Entries taken from a collection

□ □ □

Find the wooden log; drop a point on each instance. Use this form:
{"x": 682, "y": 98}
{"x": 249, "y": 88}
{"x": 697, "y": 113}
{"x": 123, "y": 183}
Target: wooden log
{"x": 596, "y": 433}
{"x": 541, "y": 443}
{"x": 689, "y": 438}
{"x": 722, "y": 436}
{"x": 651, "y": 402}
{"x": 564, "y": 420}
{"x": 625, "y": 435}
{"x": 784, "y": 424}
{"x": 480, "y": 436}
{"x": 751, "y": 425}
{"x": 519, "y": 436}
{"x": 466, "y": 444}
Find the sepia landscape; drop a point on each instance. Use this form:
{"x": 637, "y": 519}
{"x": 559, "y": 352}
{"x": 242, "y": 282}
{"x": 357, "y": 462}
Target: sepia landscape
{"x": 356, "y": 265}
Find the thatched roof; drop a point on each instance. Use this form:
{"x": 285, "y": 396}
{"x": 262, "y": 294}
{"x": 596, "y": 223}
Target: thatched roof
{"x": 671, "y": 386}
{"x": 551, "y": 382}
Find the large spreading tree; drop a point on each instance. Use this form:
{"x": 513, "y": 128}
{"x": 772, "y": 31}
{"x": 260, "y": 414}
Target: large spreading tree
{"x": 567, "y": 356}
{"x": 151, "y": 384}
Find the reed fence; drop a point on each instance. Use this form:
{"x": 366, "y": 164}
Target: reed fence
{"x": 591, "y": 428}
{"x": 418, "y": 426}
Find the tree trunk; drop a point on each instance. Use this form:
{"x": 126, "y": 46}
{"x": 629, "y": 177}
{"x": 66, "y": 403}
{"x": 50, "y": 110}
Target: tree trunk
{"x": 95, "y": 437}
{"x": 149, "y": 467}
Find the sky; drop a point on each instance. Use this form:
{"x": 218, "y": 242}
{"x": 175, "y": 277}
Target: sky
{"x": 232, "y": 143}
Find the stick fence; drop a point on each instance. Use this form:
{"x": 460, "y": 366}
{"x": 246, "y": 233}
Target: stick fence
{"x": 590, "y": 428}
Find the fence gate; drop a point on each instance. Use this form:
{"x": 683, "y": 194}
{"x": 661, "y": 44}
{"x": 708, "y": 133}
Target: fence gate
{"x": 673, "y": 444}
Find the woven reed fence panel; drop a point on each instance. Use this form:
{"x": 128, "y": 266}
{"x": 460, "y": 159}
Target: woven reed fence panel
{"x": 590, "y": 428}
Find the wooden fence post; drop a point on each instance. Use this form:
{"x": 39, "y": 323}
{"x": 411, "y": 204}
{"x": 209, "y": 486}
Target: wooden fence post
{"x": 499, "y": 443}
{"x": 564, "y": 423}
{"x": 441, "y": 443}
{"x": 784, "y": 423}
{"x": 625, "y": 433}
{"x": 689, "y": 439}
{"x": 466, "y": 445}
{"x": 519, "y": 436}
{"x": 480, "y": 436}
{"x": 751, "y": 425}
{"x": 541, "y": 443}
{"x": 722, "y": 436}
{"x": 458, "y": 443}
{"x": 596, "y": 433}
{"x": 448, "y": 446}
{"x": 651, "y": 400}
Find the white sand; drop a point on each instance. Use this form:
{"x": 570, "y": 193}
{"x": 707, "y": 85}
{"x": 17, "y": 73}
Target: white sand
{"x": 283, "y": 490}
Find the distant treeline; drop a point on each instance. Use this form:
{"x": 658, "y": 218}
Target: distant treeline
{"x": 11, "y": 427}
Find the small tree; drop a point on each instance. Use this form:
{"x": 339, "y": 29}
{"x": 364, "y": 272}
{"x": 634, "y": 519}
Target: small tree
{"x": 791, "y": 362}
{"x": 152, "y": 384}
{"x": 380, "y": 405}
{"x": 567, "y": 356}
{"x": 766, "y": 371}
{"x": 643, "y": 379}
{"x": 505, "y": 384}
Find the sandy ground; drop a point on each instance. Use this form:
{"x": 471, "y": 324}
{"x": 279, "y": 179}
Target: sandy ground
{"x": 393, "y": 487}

□ □ □

▸ **About this task**: Output all of the data without altering a single line.

▸ **Exercise answer**:
Find the wooden log; drop a point on each instance. Use this form:
{"x": 682, "y": 98}
{"x": 249, "y": 88}
{"x": 697, "y": 113}
{"x": 123, "y": 183}
Target: wooden log
{"x": 596, "y": 433}
{"x": 541, "y": 443}
{"x": 689, "y": 438}
{"x": 722, "y": 436}
{"x": 651, "y": 402}
{"x": 564, "y": 420}
{"x": 625, "y": 435}
{"x": 784, "y": 424}
{"x": 480, "y": 436}
{"x": 751, "y": 425}
{"x": 519, "y": 436}
{"x": 466, "y": 444}
Find the sepia landscape; drop a point on each instance. Use this form:
{"x": 637, "y": 519}
{"x": 559, "y": 352}
{"x": 242, "y": 282}
{"x": 357, "y": 462}
Target: sepia landscape
{"x": 356, "y": 265}
Find the thatched roof; drop a point on each instance. Use this form:
{"x": 285, "y": 396}
{"x": 262, "y": 294}
{"x": 596, "y": 223}
Target: thatched roof
{"x": 671, "y": 386}
{"x": 551, "y": 382}
Find the large spreading tree; drop a point on each instance. Use this form:
{"x": 513, "y": 128}
{"x": 772, "y": 31}
{"x": 260, "y": 414}
Target: large spreading tree
{"x": 567, "y": 356}
{"x": 151, "y": 384}
Find the reed fence; drop a point on each instance. Use this form:
{"x": 366, "y": 164}
Target: reed fence
{"x": 591, "y": 428}
{"x": 418, "y": 426}
Find the tree trunk; drop a point on each instance. Use this form:
{"x": 126, "y": 46}
{"x": 629, "y": 177}
{"x": 66, "y": 403}
{"x": 50, "y": 110}
Target: tree trunk
{"x": 95, "y": 437}
{"x": 149, "y": 467}
Find the sky; drop a point on each instance. Use this form:
{"x": 218, "y": 242}
{"x": 175, "y": 277}
Target: sky
{"x": 232, "y": 143}
Find the stick fence; drop a point on each instance. Use this form:
{"x": 460, "y": 366}
{"x": 246, "y": 233}
Target: stick fence
{"x": 590, "y": 428}
Find the fence gate; drop a point on each instance. Use this form:
{"x": 683, "y": 194}
{"x": 661, "y": 44}
{"x": 708, "y": 133}
Target: fence gate
{"x": 673, "y": 444}
Find the woven reed fence panel; drop a point on each instance. Use this form:
{"x": 128, "y": 266}
{"x": 460, "y": 159}
Target: woven reed fence panel
{"x": 590, "y": 428}
Find the wooden fence post; drop a point on each instance. Use this form:
{"x": 39, "y": 323}
{"x": 411, "y": 204}
{"x": 209, "y": 486}
Target: wooden fence post
{"x": 499, "y": 443}
{"x": 564, "y": 423}
{"x": 441, "y": 443}
{"x": 784, "y": 423}
{"x": 625, "y": 433}
{"x": 689, "y": 439}
{"x": 466, "y": 445}
{"x": 519, "y": 436}
{"x": 480, "y": 436}
{"x": 751, "y": 425}
{"x": 541, "y": 443}
{"x": 722, "y": 436}
{"x": 458, "y": 443}
{"x": 596, "y": 433}
{"x": 448, "y": 446}
{"x": 651, "y": 400}
Find the white sand; drop a point on each instance. Use this form:
{"x": 570, "y": 193}
{"x": 707, "y": 85}
{"x": 17, "y": 73}
Target: white sand
{"x": 283, "y": 490}
Find the distant treeline; drop a point on each instance. Use this form:
{"x": 658, "y": 218}
Target: distant treeline
{"x": 11, "y": 427}
Find the small tree; drop a point on each instance. Use this form:
{"x": 339, "y": 29}
{"x": 364, "y": 272}
{"x": 634, "y": 519}
Target: small tree
{"x": 791, "y": 362}
{"x": 152, "y": 384}
{"x": 380, "y": 405}
{"x": 567, "y": 356}
{"x": 766, "y": 371}
{"x": 643, "y": 379}
{"x": 505, "y": 384}
Find the sandy ground; drop a point on each instance. Use this form:
{"x": 471, "y": 324}
{"x": 279, "y": 179}
Target: sandy ground
{"x": 393, "y": 487}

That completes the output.